CUUC

CUUC

2017-08-16

The Gratitude Visit

Practice of the Week
The Gratitude Visit:
How to Open Your Heart

Category: Occasional. These are practices suggested for "every once in a while." Some of them are responses to a particular need that may arise; others are simply enriching occasional enhancements to the spiritual life. All of them are worth a try at least once. And any of them might become a regular and central part of your spiritual practice.


A story:
Once upon a time, there was a very depressed teenage boy named Roy. Roy hardly spoke to anyone. He spent his days at school feeling overwhelmed and depressed. He even seriously thought of ways of committing suicide. Luckily, Roy had an English teacher named Mr. Downing. Mr. Downing had a big heart, and he could see that Roy was in trouble. One day Mr. Downing asked Roy to stay after class and join him for lunch. Hesitantly, Roy accepted. During the lunch, Mr. Downing asked Roy a lot of questions, like what was troubling him, and how he might be of help. He told Roy that he thought he was a very smart and special kid, and gave him a lot of encouragement. Because of his talke with Mr. Downing, Roy put off his plans to kill himself. Eventually Roy graduated from Jr. High and never thanked Mr. Downing -- for twenty-five years. By then, Roy had become a successful and happy person, and he wrote Mr. Downing a detailed letter reminding him of what he did for Roy as a teenager, and how his act of kindness changed, and even saved, Roy's life. Roy tracked down Mr. Downing's phone number, called him up and asked if he could visit. Roy went to Mr. Downing's home, shared some more about who he was, and read aloud the letter he had written. As Roy finished the letter, both men were teary eyed. Mr. Downing Roy that the letter was one of the best gifts he'd ever received. For several days, the encounter left Roy with a warm glow.

• **WHAT YOU WILL DO**
Extend the gratitude visit text, starting right after its last sentence. The lines that come next are separate material and have no connection to this text.

• **DATA SHOWN**

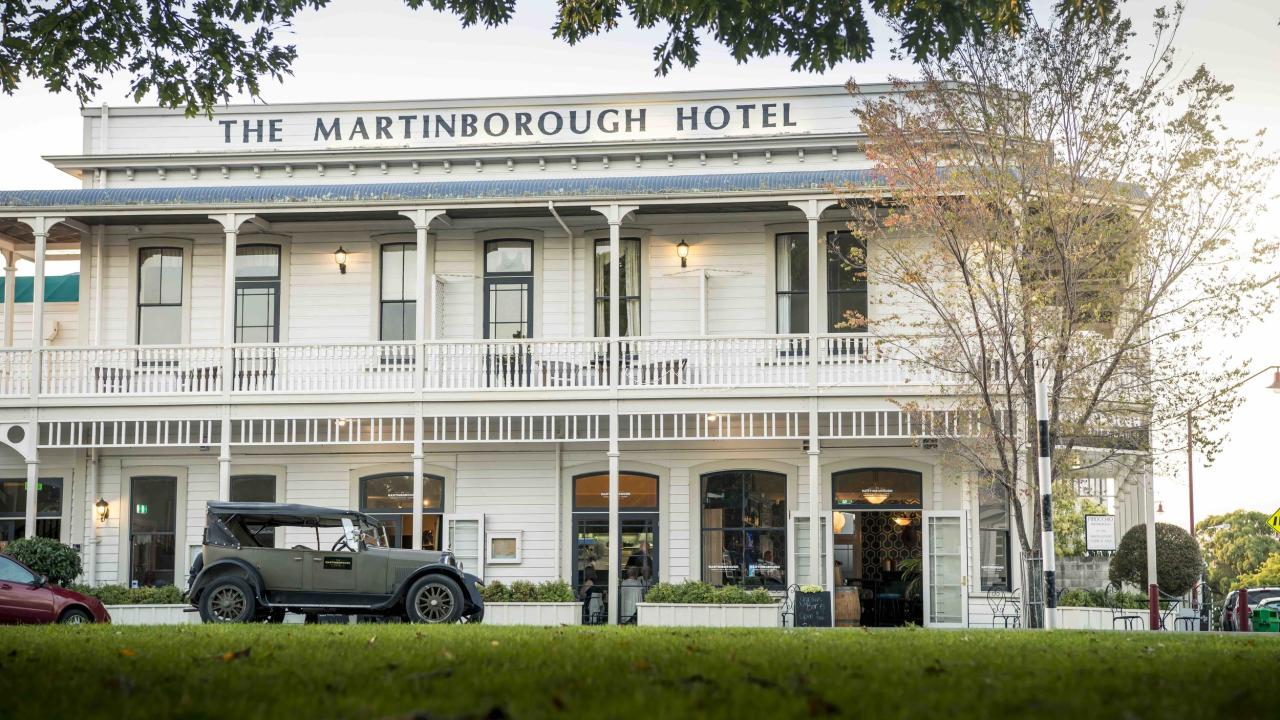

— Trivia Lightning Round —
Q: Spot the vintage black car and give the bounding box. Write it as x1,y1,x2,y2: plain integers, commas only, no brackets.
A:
187,502,484,623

• **OUTPUT FOR THIS TASK**
What is called "Positive Psychology" represents psychology's shift from focus on the ill to helping normal people live more fulfilled and happy lives. Dr. Marty Seligman has tested various techniques to see if they can increase a person's level of happiness over a long period of time. He's found some techniques that work, and some that don't. For example, he's shown that, unless one is quite poor, more money has almost no effect on one's level of happiness. Beauty, youth, and intelligence also fail to lead to happiness. Seligman also found some things that do work, and one of the of the most powerful is the Gratitude Visit. It's a way of thanking someone who has affected your life in a positive way.
"The Gratitude Visit involves three basic steps: First, think of someone who has done something important and wonderful for you, yet who has not been properly thanked. Next, reflect on the benefits you received from this person, and write a letter expressing your gratitude for all he or she did for you. Finally, arrange to deliver the letter personally, and spend some time with this person talking about what you wrote." (Marty Seligman)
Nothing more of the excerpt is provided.